> [Short problem]: Rewrite the records from the line with "Batch processing job — object class: baseboard." up to and including the line with "187 236 400 425", keeping all text unchanged except that every bounding-box coordinate in the answers is offset by adding 131. Leave the pictures out.

> [Entries]:
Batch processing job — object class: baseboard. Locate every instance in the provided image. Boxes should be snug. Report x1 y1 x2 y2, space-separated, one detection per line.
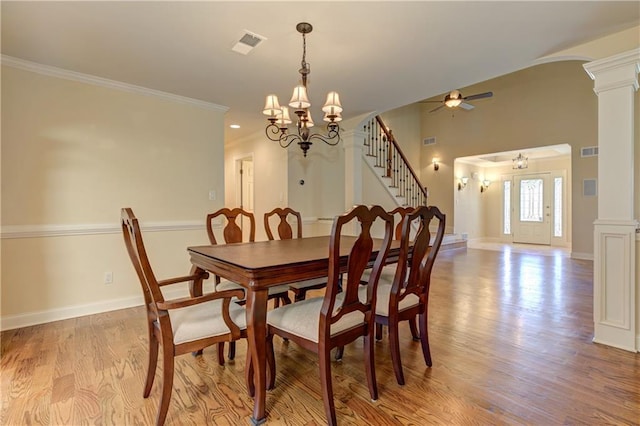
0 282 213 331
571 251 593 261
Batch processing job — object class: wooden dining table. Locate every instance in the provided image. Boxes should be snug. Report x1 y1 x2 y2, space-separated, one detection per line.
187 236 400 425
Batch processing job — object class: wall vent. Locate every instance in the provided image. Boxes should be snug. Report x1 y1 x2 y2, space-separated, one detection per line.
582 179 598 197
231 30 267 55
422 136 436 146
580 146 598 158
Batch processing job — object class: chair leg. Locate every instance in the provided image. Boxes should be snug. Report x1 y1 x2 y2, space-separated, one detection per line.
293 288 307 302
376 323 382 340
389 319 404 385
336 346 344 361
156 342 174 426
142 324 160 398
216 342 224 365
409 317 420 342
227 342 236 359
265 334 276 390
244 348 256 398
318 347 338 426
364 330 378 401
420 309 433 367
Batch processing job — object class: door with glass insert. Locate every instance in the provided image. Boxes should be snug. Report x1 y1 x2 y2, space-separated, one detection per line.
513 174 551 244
---
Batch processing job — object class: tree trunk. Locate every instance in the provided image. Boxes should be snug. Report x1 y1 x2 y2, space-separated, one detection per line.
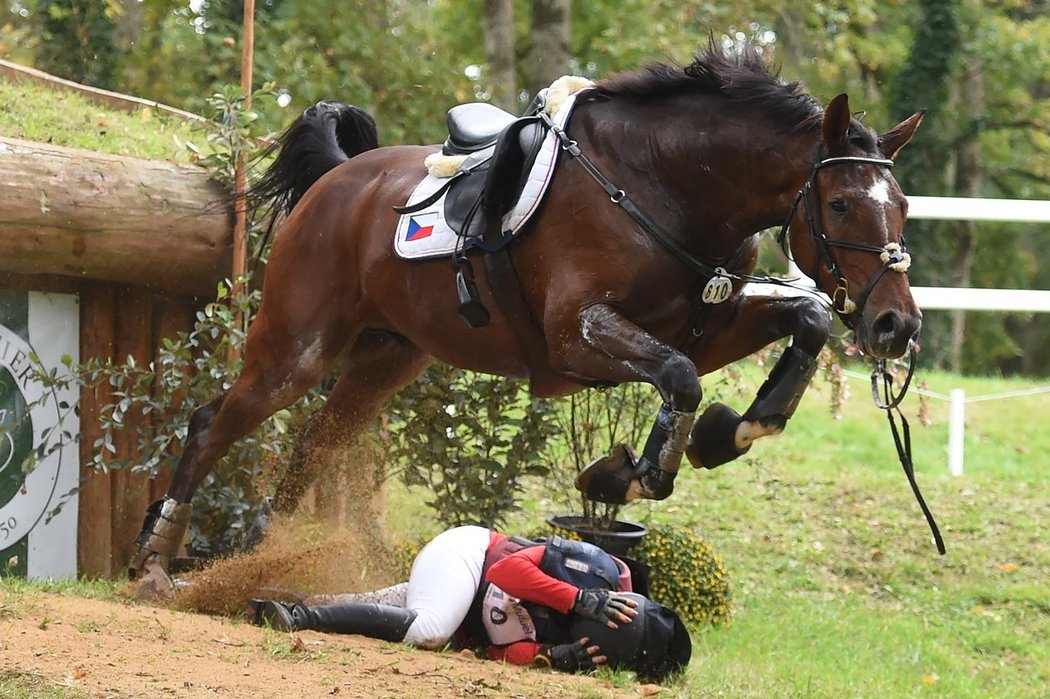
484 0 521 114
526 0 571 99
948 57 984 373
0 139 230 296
==
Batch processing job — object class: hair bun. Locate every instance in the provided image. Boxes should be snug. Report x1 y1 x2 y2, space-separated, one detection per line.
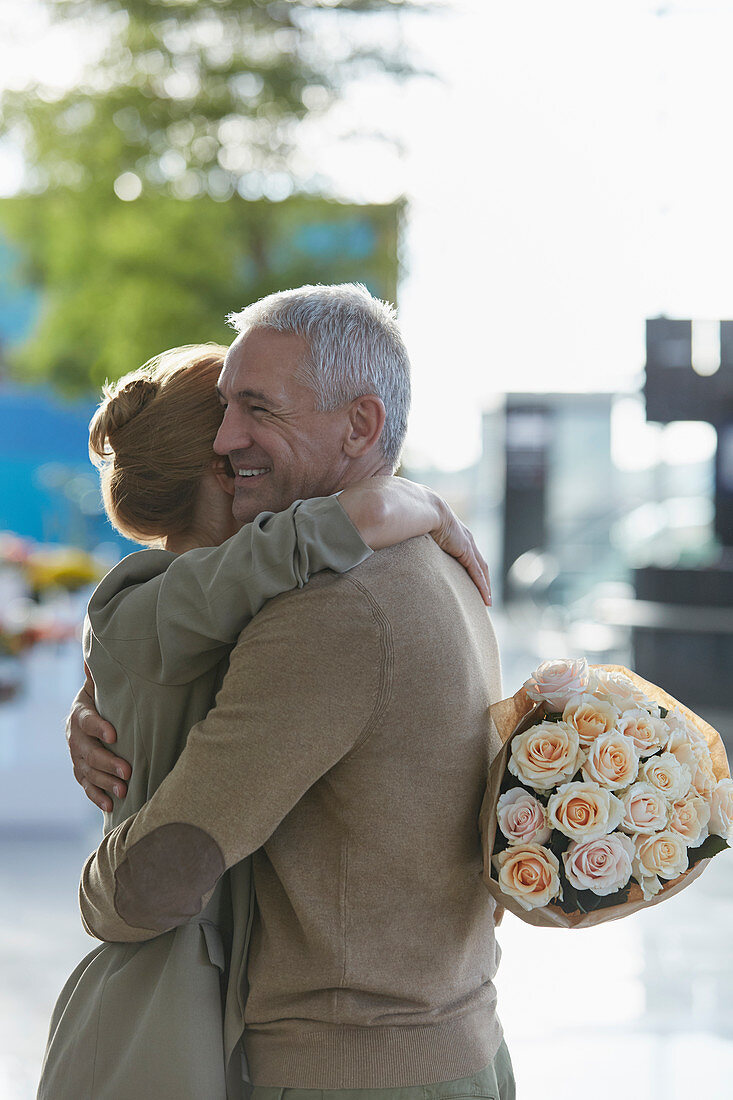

> [Full output]:
Batch processing job — object class: baseboard. Locate every instance in the provided image. Boxes should be snug. Report x1 y1 x2 y2, space-separated, one detection per line.
131 413 344 462
702 382 724 392
Batch processing job — object class: wooden dining table. Locate every instance in the provided image. Boxes should be snug. Report x1 y1 x2 y2, space-separated, one detection per line.
318 367 531 556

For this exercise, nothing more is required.